Isso acontece devido a vários fatores, desde a vergonha intelectual por fazer parte de algo que nem sempre é considerado sério e respeitável no meio acadêmico, seja por não querer ser comparado aos religiosos mais ingênuos e rústicos, ou aos mais nítidos estelionatários da fé que grassam em todo o Ocidente e ao menos em boa parte do Oriente também. Em muitos ambientes, a religião é o espaço dos tolos, dos menos privilegiados do ponto de vista intelectual, dos que aderem facilmente ao comportamento de rebanho. Ninguém que almeje o respeito acadêmico quer fazer parte de um rebanho.
Também existe, dentro de ambientes religiosos, os que afirmam não ser religiosos por identificarem neste contexto a repetição exaustiva de rituais, de práticas mecânicas que nada teriam a ver com o relacionamento direto e verdadeiro com o divino, com Deus propriamente dito. Esses acreditam não estar dentro de um contexto religioso porque, pensam, com eles a relação com o divino é tão genuína, tão intensa, tão corriqueira, tão honesta, tão cerebral, que não precisam de nenhum tipo de ritual, de nenhuma prática mecânica para se integrarem com Deus, que não está distante, mas bem aqui pertinho.
São estes dois modos de lidar com a religião fingindo que não. No segundo caso, muitos são os picaretas que fazem uso desse discurso, especialmente no meio evangélico, para poderem se separar das "outras religiões", especialmente do catolicismo, tão cheio de rituais e mediações. O curioso dessa visão de mundo é que justamente estes que tanto criticam a religiosidade que veem nos sacramentos, missas e feriados, práticas milenares da igreja católica, não passam muito tempo sem inventar os seus rituais pessoais, de acordo com seus interesses do momento. Multiplicam-se as fogueiras santas, os cultos de milagres, os jejuns da vitória, os cultos de libertação, as orações nos montes, os sete passos para o êxtase cósmico de Israel, a toalhinha suada de Emaús, o tijolinho da muralha de Jericó, o cheque voador da promessa, ou o cheque da promessa voadora… Para se libertarem da religiosidade e seus rituais, criam uma série de novos, ou melhor, de requentados expedientes religiosos, cada vez mais esdrúxulos.

● Trecho dos dados:
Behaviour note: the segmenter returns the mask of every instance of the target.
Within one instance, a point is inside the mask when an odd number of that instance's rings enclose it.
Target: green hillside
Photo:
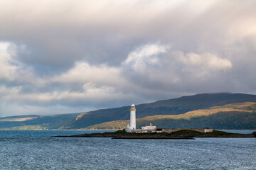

● O que fazer:
Responda com base no texto sobre religião:
(a) Em muitos ambientes, a religião é vista como o espaço de quem?
(b) Em que meio, segundo o texto, muitos picaretas usam o discurso de não serem religiosos?
(c) Quais práticas milenares da igreja católica o texto cita?
O material não tem nenhum papel nesta atividade.

● Solução:
(a) Dos tolos, dos menos privilegiados do ponto de vista intelectual e dos que aderem facilmente ao comportamento de rebanho.
(b) No meio evangélico.
(c) Os sacramentos, as missas e os feriados.